Task data:

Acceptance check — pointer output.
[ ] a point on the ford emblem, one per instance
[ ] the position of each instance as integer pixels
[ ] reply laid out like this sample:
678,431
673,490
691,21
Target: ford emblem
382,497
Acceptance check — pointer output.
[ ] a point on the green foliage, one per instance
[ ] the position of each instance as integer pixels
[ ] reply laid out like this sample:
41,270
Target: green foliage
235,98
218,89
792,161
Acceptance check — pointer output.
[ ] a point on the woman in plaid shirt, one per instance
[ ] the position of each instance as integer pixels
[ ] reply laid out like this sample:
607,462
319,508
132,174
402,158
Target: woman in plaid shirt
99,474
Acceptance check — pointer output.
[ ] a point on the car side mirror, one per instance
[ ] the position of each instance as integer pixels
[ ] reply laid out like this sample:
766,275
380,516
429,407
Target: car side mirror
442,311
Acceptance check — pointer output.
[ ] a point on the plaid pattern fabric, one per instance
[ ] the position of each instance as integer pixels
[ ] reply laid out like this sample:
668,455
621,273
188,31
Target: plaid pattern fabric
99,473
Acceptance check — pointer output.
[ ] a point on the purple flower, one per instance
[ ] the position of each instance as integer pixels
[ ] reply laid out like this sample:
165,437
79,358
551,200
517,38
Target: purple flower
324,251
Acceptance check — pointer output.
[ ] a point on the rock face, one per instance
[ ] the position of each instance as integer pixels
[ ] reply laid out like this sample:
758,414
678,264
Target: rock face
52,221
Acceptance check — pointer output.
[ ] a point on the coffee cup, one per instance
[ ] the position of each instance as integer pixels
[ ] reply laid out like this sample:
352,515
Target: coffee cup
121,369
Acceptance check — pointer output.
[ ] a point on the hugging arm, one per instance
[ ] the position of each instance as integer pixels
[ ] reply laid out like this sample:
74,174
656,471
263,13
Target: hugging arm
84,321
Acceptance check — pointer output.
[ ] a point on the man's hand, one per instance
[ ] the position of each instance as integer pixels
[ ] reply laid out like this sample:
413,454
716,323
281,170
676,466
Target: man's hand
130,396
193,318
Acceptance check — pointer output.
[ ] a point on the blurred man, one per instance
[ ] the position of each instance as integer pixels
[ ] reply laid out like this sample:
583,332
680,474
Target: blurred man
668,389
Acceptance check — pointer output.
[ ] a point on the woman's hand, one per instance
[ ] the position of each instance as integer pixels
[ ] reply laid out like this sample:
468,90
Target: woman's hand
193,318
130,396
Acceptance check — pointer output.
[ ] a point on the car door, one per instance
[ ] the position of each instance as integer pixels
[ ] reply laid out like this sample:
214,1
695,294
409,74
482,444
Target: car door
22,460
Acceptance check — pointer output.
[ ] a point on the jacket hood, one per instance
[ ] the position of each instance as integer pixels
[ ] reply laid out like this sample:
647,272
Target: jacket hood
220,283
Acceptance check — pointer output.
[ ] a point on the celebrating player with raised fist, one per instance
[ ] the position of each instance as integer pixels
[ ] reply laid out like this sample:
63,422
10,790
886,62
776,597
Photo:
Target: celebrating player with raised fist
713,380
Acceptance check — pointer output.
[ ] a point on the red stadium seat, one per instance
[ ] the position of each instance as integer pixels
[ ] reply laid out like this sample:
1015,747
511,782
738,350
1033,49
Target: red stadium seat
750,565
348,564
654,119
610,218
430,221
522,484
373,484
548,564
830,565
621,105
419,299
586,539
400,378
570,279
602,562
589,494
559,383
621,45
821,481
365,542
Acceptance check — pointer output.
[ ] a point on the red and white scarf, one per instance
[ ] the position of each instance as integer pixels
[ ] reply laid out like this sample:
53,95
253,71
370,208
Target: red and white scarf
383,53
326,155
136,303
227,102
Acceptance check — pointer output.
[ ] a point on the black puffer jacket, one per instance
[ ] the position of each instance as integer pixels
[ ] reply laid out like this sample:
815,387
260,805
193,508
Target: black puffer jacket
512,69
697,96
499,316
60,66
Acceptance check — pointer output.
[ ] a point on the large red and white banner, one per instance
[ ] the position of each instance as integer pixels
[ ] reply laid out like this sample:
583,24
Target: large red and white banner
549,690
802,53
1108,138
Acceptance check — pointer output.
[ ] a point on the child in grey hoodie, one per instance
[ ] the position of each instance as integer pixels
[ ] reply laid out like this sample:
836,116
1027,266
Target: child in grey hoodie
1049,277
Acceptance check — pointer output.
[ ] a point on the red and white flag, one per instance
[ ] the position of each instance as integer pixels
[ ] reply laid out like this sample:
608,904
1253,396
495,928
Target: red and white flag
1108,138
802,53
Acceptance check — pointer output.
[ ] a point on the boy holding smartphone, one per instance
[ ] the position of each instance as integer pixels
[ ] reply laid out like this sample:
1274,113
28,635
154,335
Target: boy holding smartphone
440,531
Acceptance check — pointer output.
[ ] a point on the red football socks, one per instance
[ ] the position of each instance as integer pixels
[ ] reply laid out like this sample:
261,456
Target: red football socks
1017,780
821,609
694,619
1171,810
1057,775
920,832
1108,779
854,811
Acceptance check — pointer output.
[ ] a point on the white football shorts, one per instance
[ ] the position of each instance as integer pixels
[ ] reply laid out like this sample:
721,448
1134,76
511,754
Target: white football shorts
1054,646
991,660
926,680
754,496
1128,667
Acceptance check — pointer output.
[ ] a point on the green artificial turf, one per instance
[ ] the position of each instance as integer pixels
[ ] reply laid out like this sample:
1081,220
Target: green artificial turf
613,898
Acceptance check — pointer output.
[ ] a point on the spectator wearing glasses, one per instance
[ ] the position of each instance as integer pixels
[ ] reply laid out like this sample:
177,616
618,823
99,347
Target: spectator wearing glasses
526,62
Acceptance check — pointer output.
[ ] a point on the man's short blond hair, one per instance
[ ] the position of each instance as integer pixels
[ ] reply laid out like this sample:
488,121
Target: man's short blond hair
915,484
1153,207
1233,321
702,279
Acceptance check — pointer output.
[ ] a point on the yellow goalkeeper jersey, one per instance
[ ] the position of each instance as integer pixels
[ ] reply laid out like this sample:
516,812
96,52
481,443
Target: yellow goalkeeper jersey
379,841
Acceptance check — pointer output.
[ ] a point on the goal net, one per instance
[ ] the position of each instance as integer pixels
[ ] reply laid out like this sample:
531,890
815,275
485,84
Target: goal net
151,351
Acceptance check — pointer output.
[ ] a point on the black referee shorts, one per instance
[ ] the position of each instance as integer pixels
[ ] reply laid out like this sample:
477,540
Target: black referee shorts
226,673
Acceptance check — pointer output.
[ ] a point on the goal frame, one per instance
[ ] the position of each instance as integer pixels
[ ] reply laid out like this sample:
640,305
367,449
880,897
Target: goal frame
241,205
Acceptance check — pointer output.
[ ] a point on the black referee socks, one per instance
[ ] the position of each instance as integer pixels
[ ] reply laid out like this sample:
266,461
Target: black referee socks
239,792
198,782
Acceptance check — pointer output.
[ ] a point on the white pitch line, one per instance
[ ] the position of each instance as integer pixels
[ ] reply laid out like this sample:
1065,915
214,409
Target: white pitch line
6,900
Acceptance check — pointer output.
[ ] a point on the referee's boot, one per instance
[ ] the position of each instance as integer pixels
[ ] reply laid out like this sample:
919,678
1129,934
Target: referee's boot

Exercise directions: Search the entries for the word "boot" and report how many lines contain it, as a bare number.

Solution to the problem: 2